■ Extracted records ■
+--
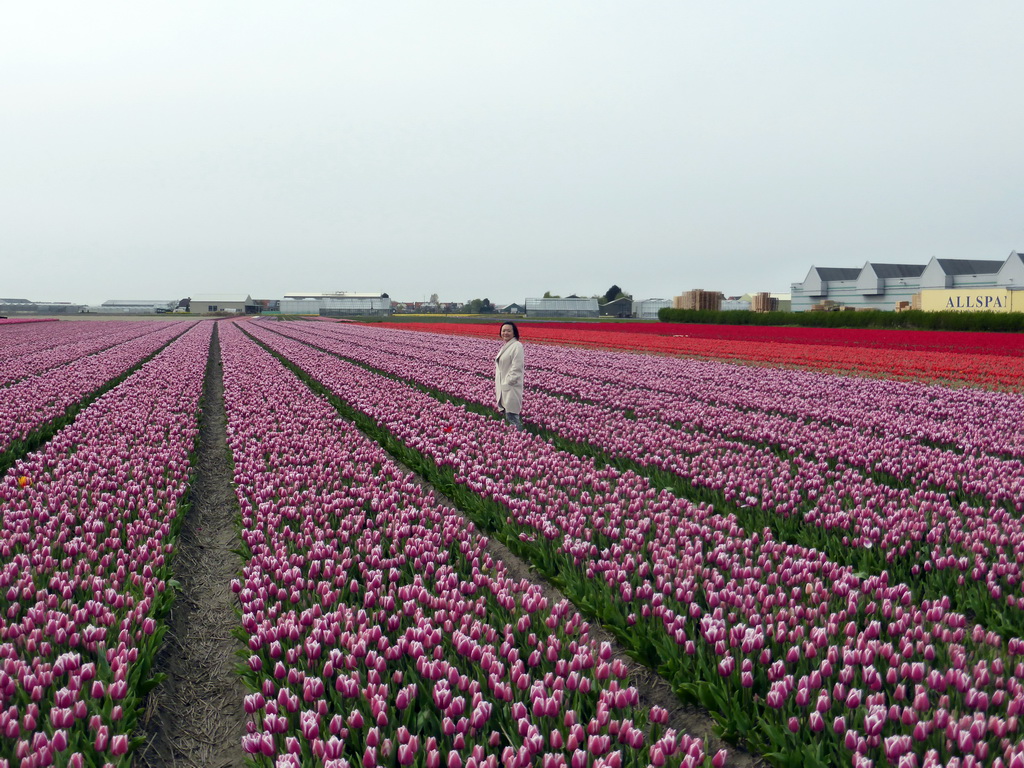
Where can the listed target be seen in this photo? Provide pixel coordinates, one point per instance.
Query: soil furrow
(195, 718)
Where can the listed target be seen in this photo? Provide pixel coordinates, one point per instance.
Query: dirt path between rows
(652, 688)
(195, 719)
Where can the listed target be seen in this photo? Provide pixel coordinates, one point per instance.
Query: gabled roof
(838, 272)
(898, 270)
(969, 266)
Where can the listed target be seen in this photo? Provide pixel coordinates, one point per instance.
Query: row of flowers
(951, 364)
(786, 461)
(87, 529)
(47, 393)
(798, 654)
(35, 348)
(380, 630)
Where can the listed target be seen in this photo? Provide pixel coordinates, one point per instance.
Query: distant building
(336, 304)
(698, 299)
(736, 304)
(647, 308)
(572, 306)
(621, 307)
(138, 306)
(239, 303)
(877, 286)
(25, 306)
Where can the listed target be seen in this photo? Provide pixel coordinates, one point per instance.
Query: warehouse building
(878, 286)
(137, 306)
(647, 308)
(239, 303)
(572, 306)
(337, 304)
(621, 307)
(25, 306)
(698, 299)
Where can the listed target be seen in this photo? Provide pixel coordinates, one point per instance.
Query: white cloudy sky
(476, 148)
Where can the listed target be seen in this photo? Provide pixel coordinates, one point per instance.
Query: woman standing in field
(508, 375)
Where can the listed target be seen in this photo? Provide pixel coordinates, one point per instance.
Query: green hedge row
(913, 318)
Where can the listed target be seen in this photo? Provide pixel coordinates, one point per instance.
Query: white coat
(508, 376)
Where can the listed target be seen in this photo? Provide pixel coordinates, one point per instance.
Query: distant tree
(614, 293)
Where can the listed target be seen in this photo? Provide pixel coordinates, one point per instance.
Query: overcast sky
(477, 148)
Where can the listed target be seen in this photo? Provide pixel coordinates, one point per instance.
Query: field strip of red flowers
(827, 564)
(988, 359)
(800, 655)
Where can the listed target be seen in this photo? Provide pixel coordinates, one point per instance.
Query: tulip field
(829, 565)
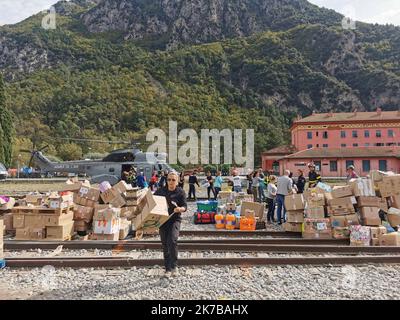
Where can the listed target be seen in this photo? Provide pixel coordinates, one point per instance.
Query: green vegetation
(6, 128)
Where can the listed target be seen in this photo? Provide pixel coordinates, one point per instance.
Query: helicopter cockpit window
(120, 157)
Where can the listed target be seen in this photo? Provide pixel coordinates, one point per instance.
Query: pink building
(333, 141)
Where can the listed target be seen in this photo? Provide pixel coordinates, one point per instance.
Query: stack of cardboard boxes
(51, 220)
(1, 243)
(295, 205)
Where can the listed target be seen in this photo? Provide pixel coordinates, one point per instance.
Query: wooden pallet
(42, 210)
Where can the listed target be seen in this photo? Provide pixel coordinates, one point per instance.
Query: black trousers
(271, 210)
(192, 191)
(209, 189)
(169, 234)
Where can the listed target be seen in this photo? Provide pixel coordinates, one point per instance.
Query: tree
(70, 151)
(6, 128)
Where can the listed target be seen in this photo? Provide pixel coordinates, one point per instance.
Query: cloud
(372, 11)
(13, 11)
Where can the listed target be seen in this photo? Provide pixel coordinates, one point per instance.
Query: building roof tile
(360, 152)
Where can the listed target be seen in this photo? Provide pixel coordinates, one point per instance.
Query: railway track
(127, 262)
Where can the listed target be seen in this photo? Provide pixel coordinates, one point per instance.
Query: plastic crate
(208, 206)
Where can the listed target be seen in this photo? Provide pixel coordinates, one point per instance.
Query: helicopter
(110, 168)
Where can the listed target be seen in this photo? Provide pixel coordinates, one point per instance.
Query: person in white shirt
(237, 182)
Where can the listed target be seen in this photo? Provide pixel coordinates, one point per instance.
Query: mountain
(114, 69)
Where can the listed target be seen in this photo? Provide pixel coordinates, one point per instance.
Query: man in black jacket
(169, 232)
(192, 188)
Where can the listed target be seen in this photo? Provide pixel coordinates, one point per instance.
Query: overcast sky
(379, 11)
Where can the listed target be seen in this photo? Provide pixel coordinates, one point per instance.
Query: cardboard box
(383, 205)
(30, 234)
(295, 216)
(375, 242)
(344, 221)
(122, 187)
(342, 202)
(293, 227)
(74, 185)
(34, 199)
(295, 202)
(390, 239)
(362, 187)
(32, 220)
(107, 214)
(82, 226)
(317, 229)
(91, 193)
(8, 205)
(368, 202)
(258, 208)
(154, 213)
(315, 200)
(370, 216)
(62, 232)
(385, 189)
(342, 192)
(341, 233)
(104, 237)
(8, 222)
(83, 213)
(360, 235)
(125, 229)
(377, 232)
(108, 195)
(118, 202)
(110, 226)
(393, 216)
(315, 213)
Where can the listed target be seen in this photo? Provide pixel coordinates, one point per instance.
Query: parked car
(3, 172)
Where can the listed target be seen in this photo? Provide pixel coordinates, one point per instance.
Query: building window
(382, 165)
(349, 163)
(366, 165)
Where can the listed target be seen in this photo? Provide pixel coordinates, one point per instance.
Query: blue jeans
(280, 200)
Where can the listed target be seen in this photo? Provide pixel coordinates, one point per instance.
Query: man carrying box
(285, 185)
(169, 232)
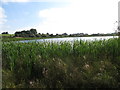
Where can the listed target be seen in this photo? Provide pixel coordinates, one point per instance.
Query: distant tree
(5, 33)
(34, 31)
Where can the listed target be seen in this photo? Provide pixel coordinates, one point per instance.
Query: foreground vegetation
(80, 64)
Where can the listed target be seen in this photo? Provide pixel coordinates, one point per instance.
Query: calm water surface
(70, 39)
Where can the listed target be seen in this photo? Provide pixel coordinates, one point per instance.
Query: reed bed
(81, 64)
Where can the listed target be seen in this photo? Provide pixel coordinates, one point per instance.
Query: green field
(81, 64)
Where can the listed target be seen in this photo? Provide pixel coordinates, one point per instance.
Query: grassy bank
(79, 64)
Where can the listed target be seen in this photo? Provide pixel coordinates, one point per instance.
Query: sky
(59, 16)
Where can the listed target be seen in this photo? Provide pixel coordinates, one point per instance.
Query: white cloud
(88, 16)
(4, 1)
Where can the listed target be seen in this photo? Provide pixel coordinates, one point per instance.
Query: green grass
(81, 64)
(8, 35)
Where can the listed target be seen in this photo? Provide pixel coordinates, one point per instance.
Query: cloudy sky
(59, 16)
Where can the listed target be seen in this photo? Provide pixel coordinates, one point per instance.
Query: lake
(71, 39)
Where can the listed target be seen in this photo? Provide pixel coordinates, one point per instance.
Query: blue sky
(72, 16)
(25, 14)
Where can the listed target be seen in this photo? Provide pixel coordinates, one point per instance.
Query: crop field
(81, 64)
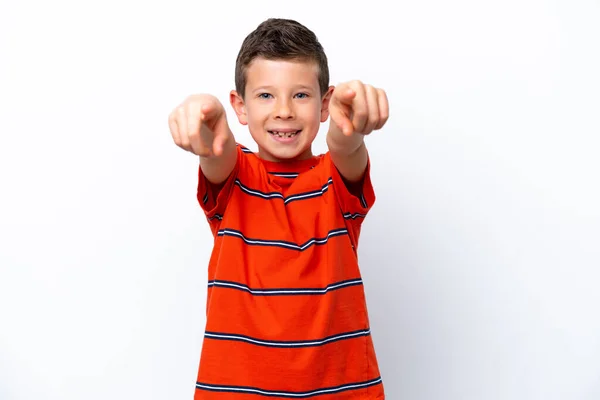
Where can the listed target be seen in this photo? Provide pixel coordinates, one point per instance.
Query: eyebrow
(268, 87)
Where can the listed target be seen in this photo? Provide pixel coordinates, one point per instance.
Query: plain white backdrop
(481, 256)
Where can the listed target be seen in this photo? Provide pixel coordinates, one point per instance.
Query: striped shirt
(286, 311)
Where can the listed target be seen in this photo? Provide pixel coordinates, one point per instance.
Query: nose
(284, 109)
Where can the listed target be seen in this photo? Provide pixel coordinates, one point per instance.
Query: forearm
(348, 153)
(218, 168)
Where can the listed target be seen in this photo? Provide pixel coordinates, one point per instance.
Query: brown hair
(281, 39)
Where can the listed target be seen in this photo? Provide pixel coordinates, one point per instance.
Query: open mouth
(285, 135)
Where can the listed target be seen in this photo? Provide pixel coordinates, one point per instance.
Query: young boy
(286, 311)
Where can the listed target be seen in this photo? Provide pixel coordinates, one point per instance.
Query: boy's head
(282, 88)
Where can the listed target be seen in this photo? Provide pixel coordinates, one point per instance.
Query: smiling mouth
(285, 134)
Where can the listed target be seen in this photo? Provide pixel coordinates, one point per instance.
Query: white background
(481, 256)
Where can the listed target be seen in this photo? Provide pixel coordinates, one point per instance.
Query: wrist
(339, 143)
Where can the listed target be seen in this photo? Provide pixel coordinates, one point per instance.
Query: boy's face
(282, 107)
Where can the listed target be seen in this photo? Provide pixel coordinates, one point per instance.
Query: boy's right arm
(199, 125)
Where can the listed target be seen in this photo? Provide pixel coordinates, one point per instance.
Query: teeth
(284, 134)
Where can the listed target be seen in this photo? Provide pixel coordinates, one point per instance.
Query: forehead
(263, 72)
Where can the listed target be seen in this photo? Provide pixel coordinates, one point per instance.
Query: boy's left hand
(358, 108)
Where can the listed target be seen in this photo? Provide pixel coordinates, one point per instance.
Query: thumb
(222, 135)
(346, 96)
(342, 121)
(209, 113)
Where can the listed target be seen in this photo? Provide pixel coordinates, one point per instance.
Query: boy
(286, 311)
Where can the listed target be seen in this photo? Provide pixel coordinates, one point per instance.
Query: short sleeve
(213, 199)
(355, 202)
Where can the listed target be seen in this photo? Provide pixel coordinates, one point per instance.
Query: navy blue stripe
(363, 202)
(289, 343)
(286, 394)
(285, 291)
(278, 195)
(285, 174)
(283, 243)
(216, 216)
(354, 216)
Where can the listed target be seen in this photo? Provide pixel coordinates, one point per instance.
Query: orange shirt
(286, 310)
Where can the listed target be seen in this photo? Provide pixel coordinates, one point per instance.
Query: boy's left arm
(355, 110)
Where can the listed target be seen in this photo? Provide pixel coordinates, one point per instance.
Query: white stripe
(290, 394)
(297, 344)
(284, 244)
(260, 194)
(291, 291)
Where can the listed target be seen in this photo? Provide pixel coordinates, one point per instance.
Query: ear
(237, 102)
(325, 104)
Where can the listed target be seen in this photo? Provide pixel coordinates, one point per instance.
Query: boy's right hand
(199, 125)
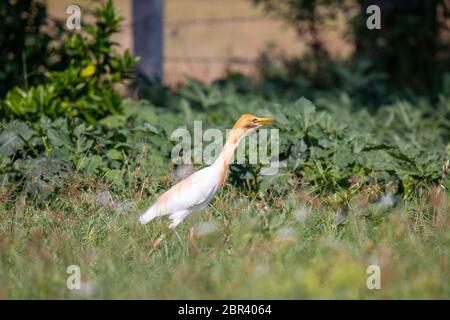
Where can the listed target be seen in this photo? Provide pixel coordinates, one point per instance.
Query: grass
(237, 248)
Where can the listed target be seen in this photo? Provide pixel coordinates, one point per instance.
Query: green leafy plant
(87, 87)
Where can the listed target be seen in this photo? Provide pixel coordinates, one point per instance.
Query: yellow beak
(264, 121)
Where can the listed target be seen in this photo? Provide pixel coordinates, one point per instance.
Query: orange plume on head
(248, 121)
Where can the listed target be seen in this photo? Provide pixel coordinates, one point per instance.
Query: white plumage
(196, 191)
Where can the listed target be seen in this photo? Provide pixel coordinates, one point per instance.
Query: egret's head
(249, 123)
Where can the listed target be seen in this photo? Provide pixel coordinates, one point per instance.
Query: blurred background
(209, 39)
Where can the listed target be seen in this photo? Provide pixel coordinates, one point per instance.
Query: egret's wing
(189, 193)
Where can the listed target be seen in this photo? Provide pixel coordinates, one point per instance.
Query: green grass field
(238, 248)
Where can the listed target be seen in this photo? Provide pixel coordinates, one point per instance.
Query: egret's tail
(148, 216)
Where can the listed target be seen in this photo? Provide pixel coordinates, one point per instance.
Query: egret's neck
(224, 158)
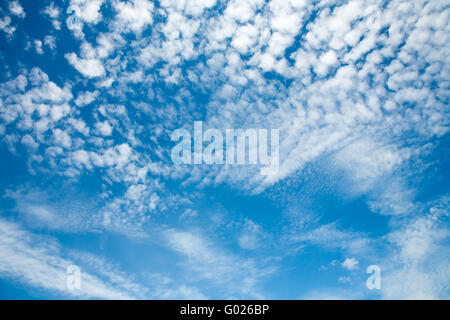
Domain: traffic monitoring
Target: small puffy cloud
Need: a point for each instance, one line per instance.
(86, 98)
(16, 9)
(38, 46)
(134, 15)
(5, 26)
(90, 68)
(104, 128)
(350, 264)
(50, 41)
(87, 10)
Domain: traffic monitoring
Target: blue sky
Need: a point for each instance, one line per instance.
(90, 92)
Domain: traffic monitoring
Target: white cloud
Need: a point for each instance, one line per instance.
(16, 9)
(240, 275)
(90, 68)
(85, 98)
(134, 15)
(37, 261)
(350, 264)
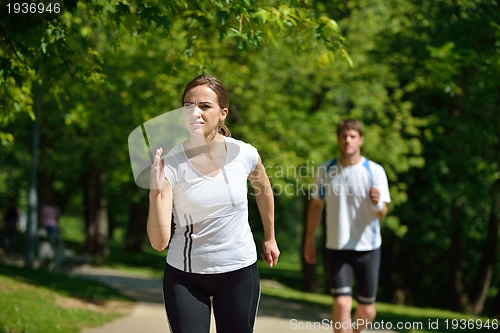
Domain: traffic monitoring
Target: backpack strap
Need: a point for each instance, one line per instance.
(328, 167)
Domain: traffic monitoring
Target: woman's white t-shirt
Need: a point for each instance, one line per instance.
(212, 233)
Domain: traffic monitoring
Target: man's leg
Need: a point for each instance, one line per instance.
(341, 315)
(366, 272)
(365, 313)
(340, 274)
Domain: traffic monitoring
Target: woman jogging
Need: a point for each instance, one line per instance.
(203, 182)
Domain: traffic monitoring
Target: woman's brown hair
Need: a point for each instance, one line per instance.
(216, 85)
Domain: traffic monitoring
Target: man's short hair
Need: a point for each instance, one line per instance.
(350, 124)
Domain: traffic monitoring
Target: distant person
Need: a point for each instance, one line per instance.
(10, 220)
(355, 192)
(203, 182)
(49, 218)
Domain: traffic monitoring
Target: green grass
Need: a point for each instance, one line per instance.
(288, 276)
(390, 313)
(39, 302)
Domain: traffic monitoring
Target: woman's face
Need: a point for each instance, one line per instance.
(202, 112)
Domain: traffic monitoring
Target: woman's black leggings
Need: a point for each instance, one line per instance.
(235, 300)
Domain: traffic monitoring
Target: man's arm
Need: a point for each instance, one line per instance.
(314, 213)
(379, 208)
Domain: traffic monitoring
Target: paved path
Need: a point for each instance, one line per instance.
(275, 315)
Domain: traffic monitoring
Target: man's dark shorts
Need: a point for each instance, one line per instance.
(364, 266)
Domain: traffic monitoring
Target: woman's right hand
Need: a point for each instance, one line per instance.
(157, 175)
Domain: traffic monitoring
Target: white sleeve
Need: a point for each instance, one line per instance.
(380, 182)
(317, 191)
(252, 157)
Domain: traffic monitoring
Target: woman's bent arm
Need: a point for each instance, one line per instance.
(265, 202)
(159, 218)
(160, 205)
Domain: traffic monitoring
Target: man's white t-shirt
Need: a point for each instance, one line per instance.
(350, 223)
(212, 233)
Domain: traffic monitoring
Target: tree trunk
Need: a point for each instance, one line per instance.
(495, 307)
(96, 214)
(309, 276)
(484, 273)
(458, 299)
(136, 229)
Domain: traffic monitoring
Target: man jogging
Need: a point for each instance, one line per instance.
(355, 192)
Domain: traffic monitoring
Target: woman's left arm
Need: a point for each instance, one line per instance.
+--
■ Exercise brief ■
Filter the listing for the word "jogging" and copy each line that has it.

■ Answer ■
Target: woman jogging
Target: man jogging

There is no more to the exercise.